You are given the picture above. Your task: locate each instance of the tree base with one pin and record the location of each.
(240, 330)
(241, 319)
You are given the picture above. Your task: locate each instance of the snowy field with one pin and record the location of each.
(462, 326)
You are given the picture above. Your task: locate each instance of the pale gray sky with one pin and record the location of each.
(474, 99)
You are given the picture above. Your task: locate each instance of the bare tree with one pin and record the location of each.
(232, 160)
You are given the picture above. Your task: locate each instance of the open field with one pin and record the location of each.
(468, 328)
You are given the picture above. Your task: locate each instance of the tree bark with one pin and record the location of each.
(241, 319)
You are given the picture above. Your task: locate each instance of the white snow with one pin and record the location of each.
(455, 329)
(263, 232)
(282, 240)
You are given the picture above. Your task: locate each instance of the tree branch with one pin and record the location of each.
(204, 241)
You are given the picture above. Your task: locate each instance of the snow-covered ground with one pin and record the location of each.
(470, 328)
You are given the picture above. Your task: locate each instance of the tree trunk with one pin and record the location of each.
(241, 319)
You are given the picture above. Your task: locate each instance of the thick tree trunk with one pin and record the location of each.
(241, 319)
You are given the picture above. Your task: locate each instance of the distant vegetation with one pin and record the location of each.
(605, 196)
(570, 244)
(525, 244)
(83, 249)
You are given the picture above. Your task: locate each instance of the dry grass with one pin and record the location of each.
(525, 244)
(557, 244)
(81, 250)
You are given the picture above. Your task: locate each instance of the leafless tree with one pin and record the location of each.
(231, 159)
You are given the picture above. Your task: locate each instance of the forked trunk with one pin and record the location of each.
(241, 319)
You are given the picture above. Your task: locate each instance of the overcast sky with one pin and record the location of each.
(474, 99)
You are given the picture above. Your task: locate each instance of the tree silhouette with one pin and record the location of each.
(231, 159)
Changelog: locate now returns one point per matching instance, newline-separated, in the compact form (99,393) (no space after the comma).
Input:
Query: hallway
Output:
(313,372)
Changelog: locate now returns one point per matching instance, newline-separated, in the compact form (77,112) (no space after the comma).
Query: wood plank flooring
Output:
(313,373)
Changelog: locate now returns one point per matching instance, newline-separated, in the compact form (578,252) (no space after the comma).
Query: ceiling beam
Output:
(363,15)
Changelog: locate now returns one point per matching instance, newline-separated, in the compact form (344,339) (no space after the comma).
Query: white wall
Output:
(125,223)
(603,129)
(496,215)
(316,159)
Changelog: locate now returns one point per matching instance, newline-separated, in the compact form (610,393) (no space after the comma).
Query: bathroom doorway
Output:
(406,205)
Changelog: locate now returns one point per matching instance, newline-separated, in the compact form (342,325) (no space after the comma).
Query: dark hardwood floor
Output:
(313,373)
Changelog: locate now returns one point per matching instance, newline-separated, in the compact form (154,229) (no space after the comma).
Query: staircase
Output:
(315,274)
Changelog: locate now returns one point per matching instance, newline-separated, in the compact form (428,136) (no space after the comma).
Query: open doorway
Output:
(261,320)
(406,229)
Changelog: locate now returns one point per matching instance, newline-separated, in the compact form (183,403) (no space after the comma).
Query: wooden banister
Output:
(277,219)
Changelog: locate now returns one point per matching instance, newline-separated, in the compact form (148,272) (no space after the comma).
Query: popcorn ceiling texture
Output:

Required work: Copy the lines above that hold the word "ceiling".

Reply to the task:
Query: ceiling beam
Query: popcorn ceiling texture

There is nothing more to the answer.